▶ _EXERCISE DETAILS_
Rewrite all the entries with every "one point" swapped for "a single point" and the rest left unchanged. Leave the pictures out.

==== GIVEN ENTRIES ====

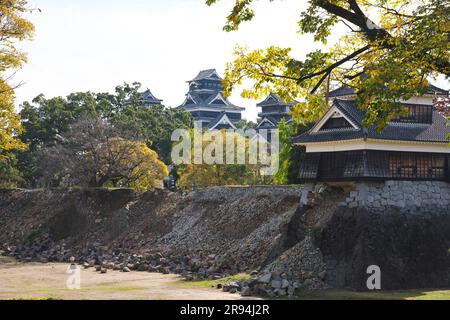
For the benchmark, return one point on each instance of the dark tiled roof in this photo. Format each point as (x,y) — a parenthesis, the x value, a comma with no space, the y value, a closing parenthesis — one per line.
(210,74)
(273,100)
(437,131)
(208,102)
(342,91)
(348,91)
(217,120)
(149,98)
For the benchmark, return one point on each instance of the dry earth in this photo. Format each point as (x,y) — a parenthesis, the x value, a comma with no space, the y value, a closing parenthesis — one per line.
(48,281)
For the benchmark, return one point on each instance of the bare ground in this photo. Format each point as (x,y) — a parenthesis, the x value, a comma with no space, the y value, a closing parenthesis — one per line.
(48,281)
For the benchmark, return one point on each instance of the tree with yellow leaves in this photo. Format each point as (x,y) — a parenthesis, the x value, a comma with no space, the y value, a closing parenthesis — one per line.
(13,28)
(390,51)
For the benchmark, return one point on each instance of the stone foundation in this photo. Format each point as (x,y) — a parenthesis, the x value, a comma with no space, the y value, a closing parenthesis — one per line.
(412,196)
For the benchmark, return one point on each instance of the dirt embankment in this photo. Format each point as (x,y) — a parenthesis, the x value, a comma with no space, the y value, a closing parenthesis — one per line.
(221,231)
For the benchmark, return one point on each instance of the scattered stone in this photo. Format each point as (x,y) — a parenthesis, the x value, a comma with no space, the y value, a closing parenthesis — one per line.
(265,278)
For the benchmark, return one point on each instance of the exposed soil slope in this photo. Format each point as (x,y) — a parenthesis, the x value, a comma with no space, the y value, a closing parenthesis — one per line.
(221,231)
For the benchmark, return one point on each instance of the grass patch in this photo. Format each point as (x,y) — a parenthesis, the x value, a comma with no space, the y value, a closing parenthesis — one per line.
(336,294)
(110,289)
(214,283)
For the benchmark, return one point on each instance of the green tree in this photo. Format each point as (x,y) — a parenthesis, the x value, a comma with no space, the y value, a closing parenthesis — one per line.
(93,153)
(45,120)
(396,45)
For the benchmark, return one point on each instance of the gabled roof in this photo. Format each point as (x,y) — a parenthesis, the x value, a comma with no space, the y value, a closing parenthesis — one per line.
(274,121)
(348,91)
(210,74)
(273,100)
(437,131)
(222,117)
(269,120)
(149,97)
(342,91)
(194,100)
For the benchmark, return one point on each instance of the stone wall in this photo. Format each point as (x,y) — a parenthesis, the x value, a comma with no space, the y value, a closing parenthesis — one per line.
(412,196)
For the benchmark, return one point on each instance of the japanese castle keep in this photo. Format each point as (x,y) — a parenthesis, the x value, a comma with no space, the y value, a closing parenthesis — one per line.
(273,110)
(206,103)
(406,165)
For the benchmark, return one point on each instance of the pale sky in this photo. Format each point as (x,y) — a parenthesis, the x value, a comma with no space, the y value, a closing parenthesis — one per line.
(94,45)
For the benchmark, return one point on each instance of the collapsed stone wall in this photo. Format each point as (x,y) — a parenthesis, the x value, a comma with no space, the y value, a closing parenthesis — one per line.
(288,238)
(412,196)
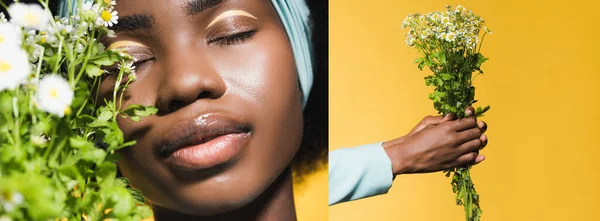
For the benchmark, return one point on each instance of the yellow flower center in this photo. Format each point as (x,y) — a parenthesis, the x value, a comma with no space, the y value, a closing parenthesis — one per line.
(53,93)
(5,66)
(7,196)
(31,19)
(105,15)
(68,110)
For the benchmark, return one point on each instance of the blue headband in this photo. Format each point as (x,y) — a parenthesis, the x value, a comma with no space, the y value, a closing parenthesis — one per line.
(294,15)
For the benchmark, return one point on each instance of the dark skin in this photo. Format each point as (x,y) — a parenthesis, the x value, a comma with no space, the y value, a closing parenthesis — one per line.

====

▶ _COMPLETE RESPONSE_
For the benchmark, return a single point on each instance of the dark tiled roof in this photo. Format each point as (x,y) — a parenthesis, the x value, a comma with no space, the y value, a closing parenthesis — one per line.
(210,74)
(273,100)
(437,131)
(208,102)
(342,91)
(348,91)
(217,120)
(149,98)
For the benchmark, return a single point on each instance of the dry earth in this photo. Format each point as (x,y) — a parenthesis, the x value, a comma with no space, the y value, a closing parenthesis — one per line.
(48,281)
For the benchmark, return a single point on each instance of the bare ground in this photo. Format each point as (x,y) — a parenthesis, the x value, a comma with no space, the y value, a closing parenthesis — one per line.
(48,281)
For the benchmark, return a single point on each instance of the tree with yellow leaves in this photo. Format each point as (x,y) — a parenthesis, the x value, a comma with no space, the y value, a closing parenthesis — one per line.
(13,28)
(390,51)
For the benchmark, return a single point on each instance of the stone foundation in this photo. Format each point as (x,y) — a parenthesis, the x value, a comma with no space, the y value, a closing parenthesis — one per line.
(412,196)
For the benchmark, return a single point on each instance of the dirt embankment in this photo. Format each point as (x,y) — a parenthesis, the x value, a comma with no space, the y value, a closing parenthesis — one per line.
(221,231)
For the benchmark, return a single point on each instance of the scattered stone in this photo. Format each point as (x,y) — a parenthesis, the x value, a comma with no space, the y value, a closing parenthesis — one per line.
(265,278)
For the benchmark, return a single point on each instance of the exposed soil slope in this photo. Format each point as (x,y) — a parenthesis, the x value, a comma with no space, the y value, a closing parenthesis — one per line.
(221,231)
For the benchmark, return a single point on each instance of the grass patch in this photo. Format each point as (x,y) — a parenthesis, the x value, a comma with no space, the y value, a closing parenthesis — one per line.
(336,294)
(110,289)
(214,283)
For the benchmark, return a single point on each instance of the green tree in this photo. Format each point as (x,y) — a parenthesis, the x value, a comma with no space, the y value, a closing parenthesis — one per line.
(93,153)
(45,120)
(396,45)
For the benchmark, return a single point on each instance of the gabled roof in this photo. Format each point as (x,y) — a parenthesis, the x value, a comma with no space, the y value, a closing parenthesis — one per line.
(274,121)
(348,91)
(210,74)
(273,100)
(437,131)
(222,117)
(269,120)
(149,97)
(342,91)
(194,100)
For the benchmark, return a single point on each instance of the stone wall in this photo. Format each point as (x,y) — a parenthesis, the x value, a comma with no space, the y value, a closing parenthesis — one per line.
(412,196)
For the benchmark, return a single point on each instance of the japanese castle keep in this photo. Format each point as (x,y) — a parenthesis, the x value, a comma with no space, the y value, a closing parenthesis — one per line.
(273,110)
(206,103)
(406,165)
For the benchmark, return a single point on each instance of the pale sky in this photo. Format each point as (x,y) — a parenthesis, the x value, a comma with no space, the y value, a closing parenthesis — one per line.
(94,45)
For the benchmark, return a single point on each instance of the collapsed stone wall in this photo. Format each point as (x,y) — a parenthesis, the x value, a comma with no space, the y value, a closing parenthesis — one per line.
(288,238)
(412,196)
For the benchmark, return a single point on each instance of the yellow flower center in this photo. Format each point as (x,y) — a parenthesis, the x value, a comma with no space, the y value, a closing parenthesis — one per line.
(53,93)
(5,66)
(7,196)
(31,19)
(105,15)
(68,110)
For the benchmark, return a single point on each instance of the blue headband in this photo. Format each point as (x,y) — a parenthesis, the x value, a comma with no space, the y value, a closing parenthesis — one per line.
(294,15)
For the benchmark, return a single point on each instance of the dark skin in this photo. Format each point as (x,y) — a parenthesis, the x value, a comma with no space, the y value, a closing parenthesis — one per line.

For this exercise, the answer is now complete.